===== Given records =====

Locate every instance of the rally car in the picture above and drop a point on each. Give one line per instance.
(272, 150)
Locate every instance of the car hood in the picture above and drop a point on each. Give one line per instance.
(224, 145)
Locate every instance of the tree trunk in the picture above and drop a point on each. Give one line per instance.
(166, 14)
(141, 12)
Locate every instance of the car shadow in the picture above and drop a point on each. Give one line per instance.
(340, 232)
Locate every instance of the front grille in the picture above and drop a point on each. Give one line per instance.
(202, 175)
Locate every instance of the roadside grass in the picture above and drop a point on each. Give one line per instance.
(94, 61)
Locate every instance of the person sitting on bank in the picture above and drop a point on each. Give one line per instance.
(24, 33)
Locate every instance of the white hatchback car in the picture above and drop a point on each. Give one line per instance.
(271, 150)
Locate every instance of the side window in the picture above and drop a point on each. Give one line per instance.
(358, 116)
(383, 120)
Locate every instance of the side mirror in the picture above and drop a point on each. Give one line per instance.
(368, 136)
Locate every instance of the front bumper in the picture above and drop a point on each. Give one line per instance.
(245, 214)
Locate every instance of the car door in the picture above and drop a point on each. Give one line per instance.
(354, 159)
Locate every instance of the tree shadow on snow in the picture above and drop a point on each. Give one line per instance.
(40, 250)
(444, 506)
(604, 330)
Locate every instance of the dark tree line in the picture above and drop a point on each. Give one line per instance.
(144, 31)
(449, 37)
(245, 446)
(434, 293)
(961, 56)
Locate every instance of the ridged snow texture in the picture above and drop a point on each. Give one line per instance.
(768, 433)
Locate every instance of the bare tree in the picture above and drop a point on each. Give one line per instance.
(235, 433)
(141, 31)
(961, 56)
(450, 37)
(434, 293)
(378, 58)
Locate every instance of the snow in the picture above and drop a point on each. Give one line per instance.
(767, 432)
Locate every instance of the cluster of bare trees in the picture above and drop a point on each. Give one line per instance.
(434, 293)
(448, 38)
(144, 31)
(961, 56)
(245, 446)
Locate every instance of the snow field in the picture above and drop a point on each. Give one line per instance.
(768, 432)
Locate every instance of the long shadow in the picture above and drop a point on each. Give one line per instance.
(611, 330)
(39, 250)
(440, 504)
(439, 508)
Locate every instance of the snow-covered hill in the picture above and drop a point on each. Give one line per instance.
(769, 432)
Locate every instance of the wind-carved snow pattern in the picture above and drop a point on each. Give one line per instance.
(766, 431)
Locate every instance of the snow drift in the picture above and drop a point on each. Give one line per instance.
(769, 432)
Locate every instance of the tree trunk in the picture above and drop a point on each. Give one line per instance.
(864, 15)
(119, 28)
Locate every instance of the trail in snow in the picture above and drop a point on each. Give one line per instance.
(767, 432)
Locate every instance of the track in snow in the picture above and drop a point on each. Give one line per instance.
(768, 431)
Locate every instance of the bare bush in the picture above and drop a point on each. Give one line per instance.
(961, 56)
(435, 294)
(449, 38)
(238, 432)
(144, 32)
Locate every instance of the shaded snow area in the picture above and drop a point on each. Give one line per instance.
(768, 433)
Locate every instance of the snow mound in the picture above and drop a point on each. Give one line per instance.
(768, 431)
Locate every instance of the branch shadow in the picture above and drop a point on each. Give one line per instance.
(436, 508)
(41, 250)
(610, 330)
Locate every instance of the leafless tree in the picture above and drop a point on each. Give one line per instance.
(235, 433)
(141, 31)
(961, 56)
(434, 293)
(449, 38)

=====

## Short exercise
Write the data back out verbatim.

## Task response
Locate every instance of the rally car in the picture above and drop a point on each. Give one line per instance.
(272, 150)
Locate every instance of the car hood in the picture above and drop a point on each. Give one line per instance.
(224, 145)
Locate every instance of the tree trunk in the picture above and drop a point on each. Give one line per instance.
(166, 14)
(141, 12)
Locate every instance of the car shadow in the picture above and drop a point on each. Give one line per instance.
(340, 232)
Locate every instance of the front grille in the picture above and drop a point on each. Give one line per instance.
(202, 175)
Locate every instance of the roadside grass in the picture above and drop a point on each. Give one line per instance.
(94, 61)
Locate every instance of the person sitting on bank in the picture above and drop a point on each. Give one line per instance.
(24, 33)
Locate every instance of the white hatchback car in the picture above and drop a point on each. Give one line per instance.
(271, 150)
Locate every instance of the side window in the picture above and drop a point on each. Give one line per instance.
(358, 116)
(383, 120)
Locate every instance of the side mirror in the picture above and drop a point on each. Give one line per instance.
(368, 136)
Locate every instance of the front bumper in the picture above and drop a point on each. Give one line per instance.
(245, 214)
Locate every instance of the car door in the picture above and drop a point on each. Give one line per instance.
(354, 159)
Locate every instance of the tree shadow on snow in the picture above and drop a point on each. Give one line per instance.
(40, 250)
(444, 506)
(604, 330)
Locate every instance of the dark tree line in the picture above and drop a point on each. Give one line per instance.
(144, 31)
(449, 37)
(245, 446)
(434, 293)
(961, 56)
Locate every instance of the ridged snow texture in the picture above and drop a point on each. Give one line per instance.
(768, 433)
Locate every instance of the bare tree in the picture above and drop a point on each. Give one line per instance.
(235, 433)
(141, 31)
(961, 56)
(450, 37)
(434, 293)
(378, 58)
Locate every instance of the snow in the picture above and drop a point on each. Give one line per instance.
(767, 432)
Locate every instance of the cluster of bare trees in the picture above and drop a point on each. Give one line per instance.
(434, 293)
(448, 38)
(144, 31)
(961, 56)
(245, 446)
Locate every instance of the snow field in the picture above and drop a point on each. Give one line per instance.
(768, 432)
Locate every instance of the long shadow in the picture above and drop a point on each. Give one line per instance.
(611, 330)
(39, 250)
(440, 504)
(439, 508)
Locate every instance of the snow-covered hill in the picture above and drop a point on each. Give one line per instance.
(769, 432)
Locate every instance of the wind-carved snow pattern in the picture above and drop a point on each. Give one line per instance.
(766, 431)
Locate every instance of the snow drift in the picture above and drop a point on each. Give one line per instance.
(769, 432)
Locate every instance of the tree trunk in the picture above and drop a point on each. Give one line per instance.
(864, 15)
(119, 28)
Locate every instance of the trail in snow in the picture above and drop a point on each. Give one line per instance.
(767, 432)
Locate every instance of the track in snow in the picture above and drop a point on each. Give one line per instance.
(768, 431)
Locate every instance of the bare bush in the picture above and drop a point on each. Give one line per instance.
(961, 56)
(435, 294)
(449, 38)
(238, 432)
(144, 32)
Locate every instance of the shaded snow area in the picture above and drop a point on each. Give one line per instance.
(768, 433)
Locate every instance of the snow mound in the picture above and drop a point on each. Give one line per instance.
(768, 431)
Locate every instance of the branch shadow in the picture above and drop a point on each. Give one line per instance.
(436, 508)
(41, 250)
(610, 330)
Locate every instance of the leafless tree in the picture above and drop a point on each. Give one line per instance.
(235, 433)
(141, 31)
(961, 56)
(434, 293)
(449, 38)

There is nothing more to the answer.